Exercise requirements:
[1] List every figure written in digits in the text on odor research.
[2] Repeat, word for word, the part of the text on odor research that opens with the words containing "Capturing the Right" and closes with "to guide behavior.".

Text segment:
::::

Capturing the Right Odors to Study the Brain
Over the summer, Betty Hong, assistant professor of neuroscience, spent a week at the Janelia Research Campus in Ashburn, Virginia, interacting and brainstorming with other researchers from around the country interested in olfaction, our sense of smell. Invited to participate by the National Science Foundation (NSF), these 30 computational and experimental neuroscientists came up with innovative ways to approach some of the mysteries about how the brain processes odors and uses that information to guide behavior.
The five-day session was an example of the agency's new funding mechanism, the Ideas Lab. At these meetings, a multidisciplinary group of researchers is charged with generating potentially transformative proposals on a focused research topic. Now the NSF has awarded $15 million to three projects from the Olfactory Ideas Lab. Hong is coprincipal investigator on one titled "Using natural odor stimuli to crack the olfactory code." The awards expand NSF's investments in President Obama's BRAIN Initiative.
"I am grateful to have had the opportunity to be thrown together for a week with such a smart, diverse group of scientists who approach olfaction from so many different angles," says Hong (BS '02), adding that without the Ideas Lab, it is unlikely that she would have ever established collaborations with her coinvestigators. "I am also extremely grateful to the NSF for including junior investigators like myself who are just kicking off their research program. This unique funding mechanism will enable us to tackle really challenging and innovative research right at the start of our careers."

::::

Data to examine:
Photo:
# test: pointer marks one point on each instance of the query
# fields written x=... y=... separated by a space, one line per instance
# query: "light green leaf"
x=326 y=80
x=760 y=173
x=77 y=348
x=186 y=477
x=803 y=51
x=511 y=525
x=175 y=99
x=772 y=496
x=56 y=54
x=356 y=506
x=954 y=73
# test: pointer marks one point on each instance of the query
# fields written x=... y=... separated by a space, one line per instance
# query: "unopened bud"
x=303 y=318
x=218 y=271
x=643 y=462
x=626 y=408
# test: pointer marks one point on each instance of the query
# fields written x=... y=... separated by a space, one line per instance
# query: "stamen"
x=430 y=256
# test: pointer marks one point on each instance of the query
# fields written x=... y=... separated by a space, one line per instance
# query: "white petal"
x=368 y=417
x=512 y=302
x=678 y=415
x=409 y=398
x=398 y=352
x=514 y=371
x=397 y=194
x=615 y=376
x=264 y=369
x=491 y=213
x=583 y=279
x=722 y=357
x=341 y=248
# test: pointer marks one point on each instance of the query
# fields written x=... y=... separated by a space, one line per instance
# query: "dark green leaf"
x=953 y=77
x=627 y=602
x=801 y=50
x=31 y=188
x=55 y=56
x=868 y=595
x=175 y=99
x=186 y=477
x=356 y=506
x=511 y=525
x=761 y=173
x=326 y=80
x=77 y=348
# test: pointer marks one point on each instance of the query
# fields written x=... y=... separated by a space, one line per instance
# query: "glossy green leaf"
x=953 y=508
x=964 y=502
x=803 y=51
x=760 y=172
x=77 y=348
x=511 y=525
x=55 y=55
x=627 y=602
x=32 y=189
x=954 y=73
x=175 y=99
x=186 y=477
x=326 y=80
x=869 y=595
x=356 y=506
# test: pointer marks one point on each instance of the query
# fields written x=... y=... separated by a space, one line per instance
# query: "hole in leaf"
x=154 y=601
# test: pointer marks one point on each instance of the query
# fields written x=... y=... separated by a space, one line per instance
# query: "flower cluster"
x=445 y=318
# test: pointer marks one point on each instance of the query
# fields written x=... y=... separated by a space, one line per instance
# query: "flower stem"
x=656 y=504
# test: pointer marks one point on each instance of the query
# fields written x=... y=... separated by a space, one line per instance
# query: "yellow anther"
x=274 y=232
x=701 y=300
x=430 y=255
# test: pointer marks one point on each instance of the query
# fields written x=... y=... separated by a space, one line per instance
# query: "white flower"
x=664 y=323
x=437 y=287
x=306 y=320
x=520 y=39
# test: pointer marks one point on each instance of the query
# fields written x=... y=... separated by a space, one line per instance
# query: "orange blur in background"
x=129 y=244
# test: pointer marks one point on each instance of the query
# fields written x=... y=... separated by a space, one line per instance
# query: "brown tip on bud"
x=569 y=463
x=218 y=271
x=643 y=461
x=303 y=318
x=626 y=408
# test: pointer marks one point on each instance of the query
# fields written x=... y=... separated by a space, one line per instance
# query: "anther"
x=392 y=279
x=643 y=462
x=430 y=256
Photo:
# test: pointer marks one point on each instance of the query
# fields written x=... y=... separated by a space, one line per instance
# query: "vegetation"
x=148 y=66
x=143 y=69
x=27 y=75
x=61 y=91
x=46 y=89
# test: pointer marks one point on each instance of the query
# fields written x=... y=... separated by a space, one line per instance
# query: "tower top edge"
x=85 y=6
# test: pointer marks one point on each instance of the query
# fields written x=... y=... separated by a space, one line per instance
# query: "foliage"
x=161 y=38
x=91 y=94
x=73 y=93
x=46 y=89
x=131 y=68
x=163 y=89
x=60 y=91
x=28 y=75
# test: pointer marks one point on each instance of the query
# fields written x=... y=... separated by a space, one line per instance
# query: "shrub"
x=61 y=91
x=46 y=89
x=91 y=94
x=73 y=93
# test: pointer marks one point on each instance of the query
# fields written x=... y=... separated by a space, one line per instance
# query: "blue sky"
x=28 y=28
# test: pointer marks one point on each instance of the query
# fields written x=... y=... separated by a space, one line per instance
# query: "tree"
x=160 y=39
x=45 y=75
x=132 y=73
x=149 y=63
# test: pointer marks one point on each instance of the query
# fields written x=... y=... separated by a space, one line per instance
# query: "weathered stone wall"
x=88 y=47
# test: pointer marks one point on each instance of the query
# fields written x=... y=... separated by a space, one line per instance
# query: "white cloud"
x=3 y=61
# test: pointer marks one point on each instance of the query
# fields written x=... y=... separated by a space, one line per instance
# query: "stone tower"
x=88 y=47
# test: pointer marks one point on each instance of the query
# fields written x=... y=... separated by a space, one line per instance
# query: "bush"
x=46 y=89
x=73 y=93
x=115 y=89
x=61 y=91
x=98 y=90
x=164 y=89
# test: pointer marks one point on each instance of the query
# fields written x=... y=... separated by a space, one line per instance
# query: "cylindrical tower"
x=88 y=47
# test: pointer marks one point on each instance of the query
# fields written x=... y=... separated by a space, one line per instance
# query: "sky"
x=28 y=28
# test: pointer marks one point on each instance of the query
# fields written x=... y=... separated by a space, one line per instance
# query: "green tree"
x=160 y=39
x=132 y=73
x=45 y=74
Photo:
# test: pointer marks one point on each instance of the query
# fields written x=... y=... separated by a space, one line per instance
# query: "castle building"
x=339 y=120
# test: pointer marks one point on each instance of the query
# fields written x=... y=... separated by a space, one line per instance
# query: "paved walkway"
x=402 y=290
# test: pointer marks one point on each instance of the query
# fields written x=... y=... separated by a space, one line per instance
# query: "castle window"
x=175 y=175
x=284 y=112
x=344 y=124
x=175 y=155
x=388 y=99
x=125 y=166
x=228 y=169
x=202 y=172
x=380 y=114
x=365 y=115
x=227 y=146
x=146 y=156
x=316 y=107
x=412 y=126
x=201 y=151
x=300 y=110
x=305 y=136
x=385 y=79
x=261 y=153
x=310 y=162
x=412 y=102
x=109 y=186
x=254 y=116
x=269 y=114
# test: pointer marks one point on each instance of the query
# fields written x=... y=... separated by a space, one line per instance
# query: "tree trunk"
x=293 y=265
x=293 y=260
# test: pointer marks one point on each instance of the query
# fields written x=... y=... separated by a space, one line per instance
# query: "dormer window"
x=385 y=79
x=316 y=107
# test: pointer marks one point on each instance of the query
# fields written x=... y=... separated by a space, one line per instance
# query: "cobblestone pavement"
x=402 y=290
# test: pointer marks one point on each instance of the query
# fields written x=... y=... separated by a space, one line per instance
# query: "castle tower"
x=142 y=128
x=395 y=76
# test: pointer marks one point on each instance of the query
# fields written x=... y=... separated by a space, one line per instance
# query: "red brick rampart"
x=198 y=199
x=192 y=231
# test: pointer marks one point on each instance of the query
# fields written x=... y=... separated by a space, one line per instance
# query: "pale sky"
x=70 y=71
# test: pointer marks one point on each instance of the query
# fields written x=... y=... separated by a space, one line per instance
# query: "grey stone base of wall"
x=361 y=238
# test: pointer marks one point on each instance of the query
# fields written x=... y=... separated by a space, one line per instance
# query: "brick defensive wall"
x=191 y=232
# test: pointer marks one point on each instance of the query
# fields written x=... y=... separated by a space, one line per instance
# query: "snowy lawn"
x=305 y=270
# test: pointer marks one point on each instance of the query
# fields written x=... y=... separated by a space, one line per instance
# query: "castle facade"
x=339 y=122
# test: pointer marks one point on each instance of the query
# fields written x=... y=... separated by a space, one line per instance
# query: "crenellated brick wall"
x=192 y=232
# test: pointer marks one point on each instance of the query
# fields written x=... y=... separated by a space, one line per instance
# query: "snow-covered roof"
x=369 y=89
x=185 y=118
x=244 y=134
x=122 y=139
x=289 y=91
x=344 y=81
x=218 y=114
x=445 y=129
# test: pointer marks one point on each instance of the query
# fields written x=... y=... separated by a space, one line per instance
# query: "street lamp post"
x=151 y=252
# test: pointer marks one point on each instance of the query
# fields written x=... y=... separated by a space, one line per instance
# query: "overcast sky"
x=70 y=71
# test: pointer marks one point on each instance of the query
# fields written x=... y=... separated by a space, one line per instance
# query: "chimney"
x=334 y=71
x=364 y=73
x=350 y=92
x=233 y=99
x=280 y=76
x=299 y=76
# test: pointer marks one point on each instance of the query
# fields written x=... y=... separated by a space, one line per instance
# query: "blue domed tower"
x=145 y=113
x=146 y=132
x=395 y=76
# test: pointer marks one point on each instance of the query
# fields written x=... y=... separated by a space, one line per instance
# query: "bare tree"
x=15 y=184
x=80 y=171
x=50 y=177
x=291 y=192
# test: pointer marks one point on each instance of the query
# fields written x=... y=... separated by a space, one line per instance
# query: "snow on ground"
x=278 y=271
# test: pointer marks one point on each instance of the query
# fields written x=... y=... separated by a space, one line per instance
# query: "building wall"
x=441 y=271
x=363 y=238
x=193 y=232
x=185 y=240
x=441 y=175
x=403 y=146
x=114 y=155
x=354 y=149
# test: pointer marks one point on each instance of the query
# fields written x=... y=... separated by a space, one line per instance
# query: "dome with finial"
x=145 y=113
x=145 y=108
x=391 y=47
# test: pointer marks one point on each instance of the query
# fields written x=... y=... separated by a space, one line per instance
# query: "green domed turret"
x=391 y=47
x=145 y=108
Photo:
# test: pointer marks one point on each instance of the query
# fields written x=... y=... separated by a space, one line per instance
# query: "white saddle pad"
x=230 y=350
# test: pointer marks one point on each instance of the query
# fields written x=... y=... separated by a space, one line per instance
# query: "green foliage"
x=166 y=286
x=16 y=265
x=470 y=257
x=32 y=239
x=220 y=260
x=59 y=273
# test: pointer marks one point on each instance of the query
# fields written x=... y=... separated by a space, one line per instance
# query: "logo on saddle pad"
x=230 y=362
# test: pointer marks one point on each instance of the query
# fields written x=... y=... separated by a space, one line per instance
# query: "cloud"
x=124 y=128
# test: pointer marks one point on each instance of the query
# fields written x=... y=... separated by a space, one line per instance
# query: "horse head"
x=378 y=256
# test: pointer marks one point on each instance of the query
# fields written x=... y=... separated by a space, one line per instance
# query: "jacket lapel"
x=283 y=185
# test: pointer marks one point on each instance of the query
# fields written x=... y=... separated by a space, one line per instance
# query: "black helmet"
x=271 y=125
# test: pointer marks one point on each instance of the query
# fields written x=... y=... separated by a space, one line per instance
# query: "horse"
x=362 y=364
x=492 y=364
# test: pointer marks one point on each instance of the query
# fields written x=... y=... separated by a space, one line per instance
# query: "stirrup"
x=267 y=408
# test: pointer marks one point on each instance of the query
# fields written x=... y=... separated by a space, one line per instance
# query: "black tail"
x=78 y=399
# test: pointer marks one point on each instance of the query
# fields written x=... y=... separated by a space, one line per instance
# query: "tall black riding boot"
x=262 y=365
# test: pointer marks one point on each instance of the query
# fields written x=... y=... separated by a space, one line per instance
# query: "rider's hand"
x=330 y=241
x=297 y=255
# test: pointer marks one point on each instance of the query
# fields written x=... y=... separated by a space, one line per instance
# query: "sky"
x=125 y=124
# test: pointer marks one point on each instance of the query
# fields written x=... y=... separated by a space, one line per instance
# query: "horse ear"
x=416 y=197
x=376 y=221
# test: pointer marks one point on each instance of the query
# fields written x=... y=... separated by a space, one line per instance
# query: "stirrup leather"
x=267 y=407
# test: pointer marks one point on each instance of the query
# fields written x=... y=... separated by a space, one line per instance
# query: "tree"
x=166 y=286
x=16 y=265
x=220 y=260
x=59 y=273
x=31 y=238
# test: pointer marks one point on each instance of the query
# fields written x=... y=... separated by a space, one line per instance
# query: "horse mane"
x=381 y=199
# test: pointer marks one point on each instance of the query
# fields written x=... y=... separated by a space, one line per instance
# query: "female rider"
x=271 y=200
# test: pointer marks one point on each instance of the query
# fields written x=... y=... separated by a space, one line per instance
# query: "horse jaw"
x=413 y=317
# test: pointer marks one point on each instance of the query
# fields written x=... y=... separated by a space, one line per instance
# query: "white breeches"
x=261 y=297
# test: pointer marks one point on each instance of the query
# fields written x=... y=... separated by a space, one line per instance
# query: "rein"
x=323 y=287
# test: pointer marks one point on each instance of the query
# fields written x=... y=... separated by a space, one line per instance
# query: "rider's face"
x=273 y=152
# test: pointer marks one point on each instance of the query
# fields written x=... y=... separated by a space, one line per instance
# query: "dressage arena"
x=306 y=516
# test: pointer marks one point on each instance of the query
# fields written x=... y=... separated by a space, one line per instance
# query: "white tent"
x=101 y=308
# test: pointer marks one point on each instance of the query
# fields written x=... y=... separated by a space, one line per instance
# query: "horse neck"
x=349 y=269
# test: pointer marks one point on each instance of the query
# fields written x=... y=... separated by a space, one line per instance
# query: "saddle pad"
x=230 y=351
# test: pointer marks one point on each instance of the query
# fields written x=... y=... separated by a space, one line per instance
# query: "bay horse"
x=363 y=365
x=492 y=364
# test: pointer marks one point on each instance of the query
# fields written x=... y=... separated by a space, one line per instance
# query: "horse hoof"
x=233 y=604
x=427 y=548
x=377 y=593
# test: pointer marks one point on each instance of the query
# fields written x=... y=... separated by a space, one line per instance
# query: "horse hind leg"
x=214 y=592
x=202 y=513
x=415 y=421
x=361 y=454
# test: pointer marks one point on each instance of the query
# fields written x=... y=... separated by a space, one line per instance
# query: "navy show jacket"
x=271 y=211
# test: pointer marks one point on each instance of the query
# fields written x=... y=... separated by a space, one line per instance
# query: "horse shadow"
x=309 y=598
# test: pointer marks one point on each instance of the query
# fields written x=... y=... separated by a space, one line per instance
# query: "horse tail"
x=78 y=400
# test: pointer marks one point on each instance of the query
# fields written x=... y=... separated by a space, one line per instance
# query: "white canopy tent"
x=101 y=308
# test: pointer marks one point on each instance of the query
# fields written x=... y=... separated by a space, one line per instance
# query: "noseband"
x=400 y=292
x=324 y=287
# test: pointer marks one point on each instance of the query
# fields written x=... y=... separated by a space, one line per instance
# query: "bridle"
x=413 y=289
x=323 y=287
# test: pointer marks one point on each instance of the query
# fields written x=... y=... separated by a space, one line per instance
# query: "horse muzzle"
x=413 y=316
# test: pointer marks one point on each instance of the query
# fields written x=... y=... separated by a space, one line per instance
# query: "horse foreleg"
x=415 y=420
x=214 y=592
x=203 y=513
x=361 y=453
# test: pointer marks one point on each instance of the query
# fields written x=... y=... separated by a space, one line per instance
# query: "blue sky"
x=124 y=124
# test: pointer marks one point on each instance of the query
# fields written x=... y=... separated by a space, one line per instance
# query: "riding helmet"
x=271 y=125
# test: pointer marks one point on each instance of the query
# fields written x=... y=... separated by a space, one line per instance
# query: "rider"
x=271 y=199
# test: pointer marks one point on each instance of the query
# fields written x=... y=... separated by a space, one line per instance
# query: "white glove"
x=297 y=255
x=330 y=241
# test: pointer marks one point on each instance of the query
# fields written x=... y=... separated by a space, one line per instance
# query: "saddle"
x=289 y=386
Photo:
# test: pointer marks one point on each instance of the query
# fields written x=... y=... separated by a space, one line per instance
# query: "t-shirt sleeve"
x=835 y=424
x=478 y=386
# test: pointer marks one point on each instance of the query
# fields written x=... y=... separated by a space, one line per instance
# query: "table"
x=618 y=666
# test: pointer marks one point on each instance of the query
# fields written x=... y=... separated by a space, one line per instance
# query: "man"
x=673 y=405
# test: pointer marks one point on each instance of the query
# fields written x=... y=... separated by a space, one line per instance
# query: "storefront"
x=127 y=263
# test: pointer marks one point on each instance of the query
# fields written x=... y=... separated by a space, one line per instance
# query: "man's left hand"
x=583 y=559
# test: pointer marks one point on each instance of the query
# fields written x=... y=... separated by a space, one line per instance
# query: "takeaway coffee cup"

::::

Expected outputs:
[1] 30, $15 million, '02

[2]
Capturing the Right Odors to Study the Brain
Over the summer, Betty Hong, assistant professor of neuroscience, spent a week at the Janelia Research Campus in Ashburn, Virginia, interacting and brainstorming with other researchers from around the country interested in olfaction, our sense of smell. Invited to participate by the National Science Foundation (NSF), these 30 computational and experimental neuroscientists came up with innovative ways to approach some of the mysteries about how the brain processes odors and uses that information to guide behavior.